▸ EXCERPT TO READ
On June 24, Bob Watson became the second player in franchise history to hit for the cycle, and the first in major league history to do so in both the NL and the American League (AL). It was the third cycle overall for the Astros, and third in six seasons.

Pitcher Joaquín Andújar was selected to represent the Astros at the MLB All-Star Game for the first time in his career.

César Cedeño became the sixth major leaguer since 1900 to record six campaigns with 50 or more stolen bases.

With a one-game improvement from the prior season to 81–81, Houston maintained third place in the NL West, 17 games behind the division champion and NL pennant-winning Los Angeles Dodgers. The Astros' fourth season over the past six with a record of .500 or above, it was also the first time they finished in third place or higher in consecutive seasons.

== Offseason ==
The Houston Astros concluded their 1976 season with an record, in third place in the National League (NL) West division, and 22 games behind the back-to-back division- and eventual World Series-champion Cincinnati Reds. It was Houston's seventh campaign within the prior eight to have won at least 79 games. During the first full season with Bill Virdon as manager, he guided Houston to a 15 1/2-game rebound from the 1975 campaign.

- December 8, 1976: Greg Gross was traded by the Astros to the Chicago Cubs for Julio González.
- January 11, 1977: John Butcher was drafted by the Astros in the 1st round (5th pick) of the secondary phase of the 1977 Major League Baseball draft, but did not sign.
- January 25, 1977: Paul Siebert was traded by the Astros to the San Diego Padres for Mike Allen (minors).
- March 26, 1977: Rob Andrews and cash were traded by the Astros to the San Francisco Giants for Willie Crawford and Rob Sperring.

== Regular season ==
=== Summary ===
==== April ====

Opening Day starting lineup
| Uniform | Player | Position |
| 9 | Julio González | Second baseman |
| 23 | Enos Cabell | Third baseman |
| 25 | José Cruz | Right fielder |
| 27 | Bob Watson | First baseman |
| 21 | Willie Crawford | Left fielder |
| 13 | Joe Ferguson | Catcher |
| 24 | Art Gardner | Center fielder |
| 14 | Roger Metzger | Shortstop |
| 50 | J. R. Richard | Pitcher |
Venue: Astrodome • Final: Houston 3, Atlanta 2 Sources:

On April 8, J. R. Richard made his second Opening Day start for Houston, who hosted the Atlanta Braves. Atlanta bolted a 2–0 lead in the top of the first when Jeff Burroughs clobbered a two-run home run deep to left off Richard. During the bottom of the first, José Cruz punched a sacrifice fly that plated Julio González. Braves Opening Day starter Andy Messersmith equally matched his counterpart, as both he and Richard tossed nine innings of two-run ball. Leading of the top of the 11th opposing Bob Johnson, Astros catcher Joe Ferguson golfed a walk-off home run to win the contest for the Astros, 3–2. Ken Forsch tossed two shutout frames to earn the victory. Ferguson's home run was the second of his career, on both an Opening Day (first was on April 6, 1973), and walk-off (June 22, 1974). This victory was the fifth of a five-Opening Day winning streak, one that remained a club record until 2018.

▸ DIRECTIONS
- A) Quote word for word the part of the Astros season text that begins at the words "On June 24, Bob" and stops after "in consecutive seasons.".
- B) Continue the Astros season text, starting right after its last sentence.
The listing that comes next is from a different source.

▸ SUPPLIED RECORDS

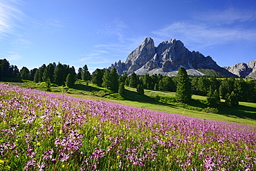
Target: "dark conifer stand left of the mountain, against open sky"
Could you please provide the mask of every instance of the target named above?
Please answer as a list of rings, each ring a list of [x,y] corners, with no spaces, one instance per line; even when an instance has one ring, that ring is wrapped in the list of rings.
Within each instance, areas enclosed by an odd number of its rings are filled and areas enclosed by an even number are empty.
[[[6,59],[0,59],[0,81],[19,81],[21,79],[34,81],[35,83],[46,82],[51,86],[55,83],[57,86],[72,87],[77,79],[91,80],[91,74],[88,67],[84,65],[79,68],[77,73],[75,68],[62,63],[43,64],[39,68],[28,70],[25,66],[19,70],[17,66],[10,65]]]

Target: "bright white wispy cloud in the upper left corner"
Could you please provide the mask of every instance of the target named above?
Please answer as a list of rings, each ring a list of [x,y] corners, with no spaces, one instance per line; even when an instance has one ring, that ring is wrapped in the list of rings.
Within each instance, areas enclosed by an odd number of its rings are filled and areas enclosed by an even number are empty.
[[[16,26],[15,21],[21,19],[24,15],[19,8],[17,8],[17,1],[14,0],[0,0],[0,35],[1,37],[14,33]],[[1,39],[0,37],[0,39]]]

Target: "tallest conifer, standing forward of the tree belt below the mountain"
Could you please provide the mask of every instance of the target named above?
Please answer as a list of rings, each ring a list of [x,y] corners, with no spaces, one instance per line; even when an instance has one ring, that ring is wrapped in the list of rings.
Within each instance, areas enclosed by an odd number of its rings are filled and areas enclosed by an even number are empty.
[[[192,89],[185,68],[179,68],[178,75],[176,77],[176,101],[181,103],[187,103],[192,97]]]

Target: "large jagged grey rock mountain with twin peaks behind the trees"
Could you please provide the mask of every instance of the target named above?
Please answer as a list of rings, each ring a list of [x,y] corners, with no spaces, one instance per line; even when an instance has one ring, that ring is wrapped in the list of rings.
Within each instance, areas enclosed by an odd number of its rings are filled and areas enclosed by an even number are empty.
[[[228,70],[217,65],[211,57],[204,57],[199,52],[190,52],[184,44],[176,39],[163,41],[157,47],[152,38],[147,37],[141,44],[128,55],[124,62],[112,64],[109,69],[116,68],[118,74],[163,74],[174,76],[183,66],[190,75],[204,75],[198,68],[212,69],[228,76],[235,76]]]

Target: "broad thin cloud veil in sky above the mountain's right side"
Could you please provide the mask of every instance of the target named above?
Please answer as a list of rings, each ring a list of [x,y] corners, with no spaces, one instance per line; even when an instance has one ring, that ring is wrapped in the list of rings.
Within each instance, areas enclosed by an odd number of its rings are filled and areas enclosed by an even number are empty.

▸ RESPONSES BY TASK
- A)
On June 24, Bob Watson became the second player in franchise history to hit for the cycle, and the first in major league history to do so in both the NL and the American League (AL). It was the third cycle overall for the Astros, and third in six seasons.

Pitcher Joaquín Andújar was selected to represent the Astros at the MLB All-Star Game for the first time in his career.

César Cedeño became the sixth major leaguer since 1900 to record six campaigns with 50 or more stolen bases.

With a one-game improvement from the prior season to 81–81, Houston maintained third place in the NL West, 17 games behind the division champion and NL pennant-winning Los Angeles Dodgers. The Astros' fourth season over the past six with a record of .500 or above, it was also the first time they finished in third place or higher in consecutive seasons.

- B)
On April 24, Bob Watson's bases-loaded tiple broke a 2–2 tie in the bottom of the sixth inning versus the San Diego Padres, oof Rick Sawyer. This was one key hit in a see-saw games versus the San Diego, which Houston won via Rob Sperring's walk-off hit off Rollie Fingers, scoring Watson for a 9–8 final.

==== May ====
Second baseman Art Howe connected for two home runs on May 25 to lead a 7–6 decision over the Los Angeles Dodgers. Teammate Julio González factored greatly into the win by collecting four hits.

==== Bob Watson's cycle ====
On June 24, Bob Watson tripled, doubled, and hit a home run against the San Francisco Giants. In the eighth inning, he singled to hit for the cycle, and became the second player in franchise history to do so. Part of a five-RBI performance, this led the Astros to a 6–5 win. Watson became the first in major league to hit for the cycle so in both the NL and the American League (AL). (Note: Watson hit his cycle as an American League player two years later, on September 15, 1979, after the Astros had traded him to the Boston Red Sox.)

In the bottom of the first inning, Watson swatted a bases-loaded triple which broke a scoreless tie to give the Astros a 3–0. Having already hit a bases loaded triple two months earlier, Watson became the first player in club history to hit two bases-loaded triples during the same season. Watson connected for the triple off future Astro Bob Knepper. Bill Madlock and Darrell Evans each connected for home runs off the Astros' Don Larson. During the bottom of the 11th inning, José Cruz doubled home Wilbur Howard for the game-winner and walk-off hit.

Watson's cycle took place the season after teammate César Cedeño hit for his second, who also hit the first two cycles in club history. The next cycle by an Astros player was by Andújar Cedeño on August 25, 1992.

==== August—September ====
On August 15, Art Howe hit his first career grand slam and 10th home run of the season, versus Buzz Capra, capping a 15–3 thrashing of the Atlanta Braves. Bob Watson doubled (29) and reached base four times. Terry Puhl tripled (1), walked thrice, and scored four runs. J. R. Richard also homered (2) and earned the victory (12–9), tossing one-hit ball with four walks over five innings. Rob Sperring had the only four-hit game of his career, and homered and drove in two runs.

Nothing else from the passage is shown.